Swap "per instance" for "per object" throughout the material, keeping every other character the same, and write out the result without the pictures.

Labeling and segmentation records
[start]

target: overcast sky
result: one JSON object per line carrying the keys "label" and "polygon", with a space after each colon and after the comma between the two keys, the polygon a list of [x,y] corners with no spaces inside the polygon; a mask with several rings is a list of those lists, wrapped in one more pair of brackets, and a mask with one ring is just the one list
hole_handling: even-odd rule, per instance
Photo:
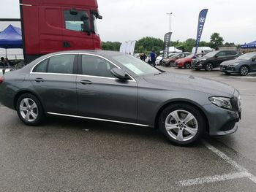
{"label": "overcast sky", "polygon": [[[0,18],[20,18],[18,0],[1,0]],[[103,16],[98,20],[102,41],[138,40],[143,37],[172,40],[195,39],[199,12],[208,9],[201,40],[218,32],[225,42],[244,44],[256,40],[255,0],[98,0]],[[2,29],[7,23],[0,23]],[[18,23],[15,23],[19,26]]]}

[end]

### Written response
target: overcast sky
result: one JSON object per line carrying the keys "label" and "polygon", with a space after each colon and after the comma between the two keys, the polygon a list of [x,y] corners with no spaces inside the polygon; a mask with several rings is a list of those lists, wrapped in one more pair of brackets, and a mask with one ring is just the one list
hole_handling: even-odd rule, per object
Photo:
{"label": "overcast sky", "polygon": [[[0,18],[20,18],[18,0],[1,0]],[[103,16],[98,20],[102,41],[138,40],[143,37],[172,40],[195,39],[199,12],[208,9],[201,40],[218,32],[225,42],[244,44],[256,40],[255,0],[98,0]],[[2,29],[7,23],[0,23]],[[18,23],[15,23],[19,26]]]}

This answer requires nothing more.